Chromosomes and alleles

Human body cells contain 46 chromosomes which come in 23 pairs. One of each pair was inherited from either parent and are referred to as homologous chromosomes.

Homologous chromosomes contain the same genes at the same loci (position) but may contain different forms of the gene (alleles). Two alleles of the same gene will have largely the same DNA sequences, with small base changes resulting in slightly different versions of the same protein.

 

Types of RNA

Messenger RNA (mRNA)

  • Produces during transcription – RNA polymerase uses DNA as a template to provide mRNA strand

  • Carries the genetic code from the nucleus to the cytoplasm – provides the instructions for making a protein on the ribosome in translation

  • Made up of triplets of bases called codons

Transfer RNA (tRNA)

  • Carries amino acids to the ribosome during translation

  • Contains an amino acid binding site at one end and an anticodon at the opposite end

  • Anticodons bind to complementary codons on mRNA to convert the mRNA sequence into a protein’s primary sequence

 

Protein synthesis

DNA is too large to leave the nucleus (and too precious to be damaged), so it is first converted into messenger RNA in transcription, which moves into the cytoplasm and binds to a ribosome. Here, it is used to synthesise a protein in the process of translation.

## [Available data]
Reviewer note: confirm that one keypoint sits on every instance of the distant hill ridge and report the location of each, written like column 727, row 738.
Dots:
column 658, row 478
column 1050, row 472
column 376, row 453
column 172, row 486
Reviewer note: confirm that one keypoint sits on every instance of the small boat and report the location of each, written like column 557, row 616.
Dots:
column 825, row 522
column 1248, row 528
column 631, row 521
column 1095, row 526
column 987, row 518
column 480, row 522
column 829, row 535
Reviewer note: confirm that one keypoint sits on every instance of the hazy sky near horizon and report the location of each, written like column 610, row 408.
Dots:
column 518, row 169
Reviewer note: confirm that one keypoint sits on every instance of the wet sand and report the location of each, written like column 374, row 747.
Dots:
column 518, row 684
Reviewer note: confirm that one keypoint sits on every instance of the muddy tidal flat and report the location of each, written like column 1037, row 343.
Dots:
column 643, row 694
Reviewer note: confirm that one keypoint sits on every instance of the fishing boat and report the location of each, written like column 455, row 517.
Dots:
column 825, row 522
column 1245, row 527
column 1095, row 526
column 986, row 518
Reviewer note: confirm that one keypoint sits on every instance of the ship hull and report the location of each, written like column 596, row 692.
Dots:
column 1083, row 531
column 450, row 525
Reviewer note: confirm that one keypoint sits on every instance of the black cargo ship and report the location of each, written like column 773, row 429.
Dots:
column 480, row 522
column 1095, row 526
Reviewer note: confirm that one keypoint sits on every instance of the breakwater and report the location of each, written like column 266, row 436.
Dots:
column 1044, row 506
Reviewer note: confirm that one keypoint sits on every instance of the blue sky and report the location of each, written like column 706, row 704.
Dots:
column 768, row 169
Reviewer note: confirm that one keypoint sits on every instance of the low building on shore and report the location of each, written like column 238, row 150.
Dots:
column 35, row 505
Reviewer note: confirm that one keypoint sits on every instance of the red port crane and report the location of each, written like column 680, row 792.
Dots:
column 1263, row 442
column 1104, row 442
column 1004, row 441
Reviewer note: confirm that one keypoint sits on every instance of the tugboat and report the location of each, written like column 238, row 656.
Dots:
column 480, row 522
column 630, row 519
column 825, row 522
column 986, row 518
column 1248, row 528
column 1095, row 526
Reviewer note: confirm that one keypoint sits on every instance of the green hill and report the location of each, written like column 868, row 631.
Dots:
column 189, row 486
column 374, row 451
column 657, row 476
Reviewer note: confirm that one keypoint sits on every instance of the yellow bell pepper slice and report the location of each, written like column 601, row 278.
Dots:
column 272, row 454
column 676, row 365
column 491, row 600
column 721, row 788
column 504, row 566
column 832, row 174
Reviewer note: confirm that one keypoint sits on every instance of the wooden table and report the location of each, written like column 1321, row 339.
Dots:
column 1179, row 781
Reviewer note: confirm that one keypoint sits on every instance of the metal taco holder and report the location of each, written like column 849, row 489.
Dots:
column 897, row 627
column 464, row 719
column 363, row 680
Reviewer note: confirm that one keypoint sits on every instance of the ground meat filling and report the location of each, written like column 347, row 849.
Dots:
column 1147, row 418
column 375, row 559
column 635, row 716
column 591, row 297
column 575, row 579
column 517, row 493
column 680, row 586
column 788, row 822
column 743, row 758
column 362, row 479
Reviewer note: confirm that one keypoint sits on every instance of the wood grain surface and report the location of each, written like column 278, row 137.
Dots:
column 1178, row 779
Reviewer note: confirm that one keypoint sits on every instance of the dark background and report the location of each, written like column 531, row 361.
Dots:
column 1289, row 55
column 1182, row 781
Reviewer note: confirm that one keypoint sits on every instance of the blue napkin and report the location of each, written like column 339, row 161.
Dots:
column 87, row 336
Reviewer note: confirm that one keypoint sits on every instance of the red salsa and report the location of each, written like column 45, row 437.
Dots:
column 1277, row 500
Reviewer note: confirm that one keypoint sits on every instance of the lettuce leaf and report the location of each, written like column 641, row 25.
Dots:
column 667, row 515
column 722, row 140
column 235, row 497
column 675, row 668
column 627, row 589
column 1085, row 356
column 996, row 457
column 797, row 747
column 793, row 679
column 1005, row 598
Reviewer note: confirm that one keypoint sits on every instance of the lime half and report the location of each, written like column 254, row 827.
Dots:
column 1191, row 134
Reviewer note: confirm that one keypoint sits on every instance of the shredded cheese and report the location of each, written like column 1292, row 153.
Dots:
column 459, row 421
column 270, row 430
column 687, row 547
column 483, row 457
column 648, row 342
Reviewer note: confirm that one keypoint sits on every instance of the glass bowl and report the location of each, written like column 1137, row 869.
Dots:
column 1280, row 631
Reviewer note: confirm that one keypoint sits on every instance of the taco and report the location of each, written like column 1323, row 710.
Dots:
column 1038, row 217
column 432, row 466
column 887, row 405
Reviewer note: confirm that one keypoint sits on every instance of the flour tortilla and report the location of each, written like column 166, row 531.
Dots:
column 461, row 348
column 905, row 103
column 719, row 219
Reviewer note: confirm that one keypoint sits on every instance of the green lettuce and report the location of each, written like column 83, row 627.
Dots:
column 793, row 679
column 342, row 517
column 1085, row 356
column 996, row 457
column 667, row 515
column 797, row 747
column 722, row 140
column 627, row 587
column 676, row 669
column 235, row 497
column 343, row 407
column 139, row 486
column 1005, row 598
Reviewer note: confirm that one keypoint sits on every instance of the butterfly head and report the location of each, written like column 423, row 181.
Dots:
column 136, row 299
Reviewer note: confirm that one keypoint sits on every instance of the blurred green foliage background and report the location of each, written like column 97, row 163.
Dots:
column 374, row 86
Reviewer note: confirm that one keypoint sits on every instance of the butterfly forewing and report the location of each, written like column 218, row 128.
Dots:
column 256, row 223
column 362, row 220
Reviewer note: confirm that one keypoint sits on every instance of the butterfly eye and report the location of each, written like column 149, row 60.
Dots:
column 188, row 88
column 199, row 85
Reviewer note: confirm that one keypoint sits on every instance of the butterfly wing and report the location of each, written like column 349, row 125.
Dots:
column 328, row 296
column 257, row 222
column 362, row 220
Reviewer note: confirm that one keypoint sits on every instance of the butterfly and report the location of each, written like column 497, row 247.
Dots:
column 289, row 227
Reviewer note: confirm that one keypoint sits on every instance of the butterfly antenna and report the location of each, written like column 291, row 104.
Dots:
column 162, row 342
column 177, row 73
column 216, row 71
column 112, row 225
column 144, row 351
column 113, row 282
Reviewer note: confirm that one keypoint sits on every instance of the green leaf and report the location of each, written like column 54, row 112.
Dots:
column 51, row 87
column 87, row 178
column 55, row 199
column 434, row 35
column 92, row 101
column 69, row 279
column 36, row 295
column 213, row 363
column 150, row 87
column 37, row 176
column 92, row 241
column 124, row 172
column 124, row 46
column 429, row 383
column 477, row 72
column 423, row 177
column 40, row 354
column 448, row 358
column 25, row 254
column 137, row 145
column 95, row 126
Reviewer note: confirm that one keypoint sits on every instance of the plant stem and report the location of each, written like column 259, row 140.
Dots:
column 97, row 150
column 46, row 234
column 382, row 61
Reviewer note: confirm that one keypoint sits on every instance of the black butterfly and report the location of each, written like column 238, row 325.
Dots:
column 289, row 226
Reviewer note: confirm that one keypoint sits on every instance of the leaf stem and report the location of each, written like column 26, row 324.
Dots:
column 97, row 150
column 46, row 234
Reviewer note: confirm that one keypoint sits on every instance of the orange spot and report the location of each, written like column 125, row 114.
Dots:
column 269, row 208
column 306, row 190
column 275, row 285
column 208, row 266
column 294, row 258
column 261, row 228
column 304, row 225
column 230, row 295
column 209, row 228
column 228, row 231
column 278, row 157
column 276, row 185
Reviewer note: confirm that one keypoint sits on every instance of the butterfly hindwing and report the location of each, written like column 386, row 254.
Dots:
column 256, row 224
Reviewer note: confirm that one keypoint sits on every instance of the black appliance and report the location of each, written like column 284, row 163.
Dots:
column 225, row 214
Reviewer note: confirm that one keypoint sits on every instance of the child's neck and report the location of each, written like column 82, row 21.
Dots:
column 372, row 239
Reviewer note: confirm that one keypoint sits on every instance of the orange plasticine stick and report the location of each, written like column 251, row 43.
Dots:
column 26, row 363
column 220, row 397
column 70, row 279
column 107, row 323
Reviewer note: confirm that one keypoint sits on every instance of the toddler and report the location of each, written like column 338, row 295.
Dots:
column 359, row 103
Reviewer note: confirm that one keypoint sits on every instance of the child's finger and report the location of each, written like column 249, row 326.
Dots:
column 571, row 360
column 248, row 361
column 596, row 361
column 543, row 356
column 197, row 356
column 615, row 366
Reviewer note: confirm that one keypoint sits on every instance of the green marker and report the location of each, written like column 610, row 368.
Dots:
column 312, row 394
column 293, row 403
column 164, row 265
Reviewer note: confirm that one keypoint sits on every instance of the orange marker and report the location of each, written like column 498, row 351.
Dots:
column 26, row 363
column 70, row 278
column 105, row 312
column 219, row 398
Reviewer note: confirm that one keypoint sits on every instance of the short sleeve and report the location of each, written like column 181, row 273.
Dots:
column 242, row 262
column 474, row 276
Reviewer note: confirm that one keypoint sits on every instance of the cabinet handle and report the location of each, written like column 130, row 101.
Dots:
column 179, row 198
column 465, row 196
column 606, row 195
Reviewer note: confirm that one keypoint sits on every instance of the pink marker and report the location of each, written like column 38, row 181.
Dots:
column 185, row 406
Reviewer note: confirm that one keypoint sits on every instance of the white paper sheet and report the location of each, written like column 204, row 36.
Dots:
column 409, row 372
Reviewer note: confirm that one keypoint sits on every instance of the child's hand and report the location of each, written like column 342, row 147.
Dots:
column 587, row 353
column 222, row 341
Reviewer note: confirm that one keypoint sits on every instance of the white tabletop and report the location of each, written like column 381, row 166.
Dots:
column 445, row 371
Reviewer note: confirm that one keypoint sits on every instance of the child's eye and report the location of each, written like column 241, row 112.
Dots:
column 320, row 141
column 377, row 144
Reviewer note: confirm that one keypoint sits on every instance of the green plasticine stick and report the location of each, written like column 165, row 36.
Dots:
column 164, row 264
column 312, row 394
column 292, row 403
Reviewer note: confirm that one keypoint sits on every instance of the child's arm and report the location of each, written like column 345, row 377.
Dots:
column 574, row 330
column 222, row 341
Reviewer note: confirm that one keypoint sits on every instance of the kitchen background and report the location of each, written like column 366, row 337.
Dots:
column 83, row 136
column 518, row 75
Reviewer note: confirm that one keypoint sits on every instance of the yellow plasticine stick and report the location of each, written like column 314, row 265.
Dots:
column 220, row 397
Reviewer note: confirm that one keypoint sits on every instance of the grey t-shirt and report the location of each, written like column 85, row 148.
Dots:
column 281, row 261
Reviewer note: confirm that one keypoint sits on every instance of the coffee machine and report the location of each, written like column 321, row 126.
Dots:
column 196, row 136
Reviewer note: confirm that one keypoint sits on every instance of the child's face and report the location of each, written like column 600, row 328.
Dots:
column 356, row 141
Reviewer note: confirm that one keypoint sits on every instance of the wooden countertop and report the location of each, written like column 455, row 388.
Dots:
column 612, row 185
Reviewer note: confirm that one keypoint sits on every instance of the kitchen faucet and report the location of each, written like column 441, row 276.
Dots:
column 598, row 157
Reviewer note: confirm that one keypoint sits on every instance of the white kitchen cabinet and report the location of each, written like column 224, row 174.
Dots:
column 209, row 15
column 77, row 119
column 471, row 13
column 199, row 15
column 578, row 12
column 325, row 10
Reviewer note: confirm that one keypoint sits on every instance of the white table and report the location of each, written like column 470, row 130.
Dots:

## [Task requirements]
• 1. Transcribe the genetics notes from "Chromosomes and alleles" to "as homologous chromosomes.".
• 2. Translate this sentence from the genetics notes into French: "Human body cells contain 46 chromosomes which come in 23 pairs."
• 3. Extend the genetics notes beyond their final sentence.

## [Responses to the exercise]
• 1.
Chromosomes and alleles

Human body cells contain 46 chromosomes which come in 23 pairs. One of each pair was inherited from either parent and are referred to as homologous chromosomes.

• 2. Les cellules du corps humain contiennent 46 chromosomes, qui se présentent en 23 paires.

• 3.
 

Transcription

For a gene to produce a protein, the DNA within the gene must first be copied into RNA in a process called transcription. During transcription, RNA polymerase binds to the beginning of a gene in an area known as the promoter region. The promoter region is a regulatory region which does not code for amino acids but facilitates the process of transcription by helping RNA polymerase bind to the gene. RNA polymerase separates the DNA strands, producing a single DNA template for transcription. As RNA polymerase moves along one of the DNA strands (the template strand), it adds complementary nucleotides and connects them through the formation of phosphodiester bonds. The other strand is referred to as the coding strand and will have an identical sequence to the newly synthesised RNA, except for the presence of thymine instead of uracil. Eventually RNA polymerase will reach a codon which does not code for an amino acid but tells the enzyme to stop transcribing (these are called stop codons). A molecule of messenger RNA (mRNA) has been formed which will leave the nucleus and enter the cytoplasm.

 
 
 

Translation

  • Once in the cytoplasm, the messenger RNA finds its way to structures called ribosomes.

  • The ribosome attaches itself to the RNA and slides along it (this is known as translocation). The ribosome ‘reads’ the mRNA in a series of three bases (such as AUG, CCA, GCU) called codons. Each codon corresponds to a particular amino acid.

  • As the ribosome reads the codons, a transfer RNA (tRNA) molecule which has a complementary anticodon carries an amino acid to the ribosome. Once the ribosome has read through the length of the mRNA, a series of different amino acids will have been dropped off by several tRNA molecules.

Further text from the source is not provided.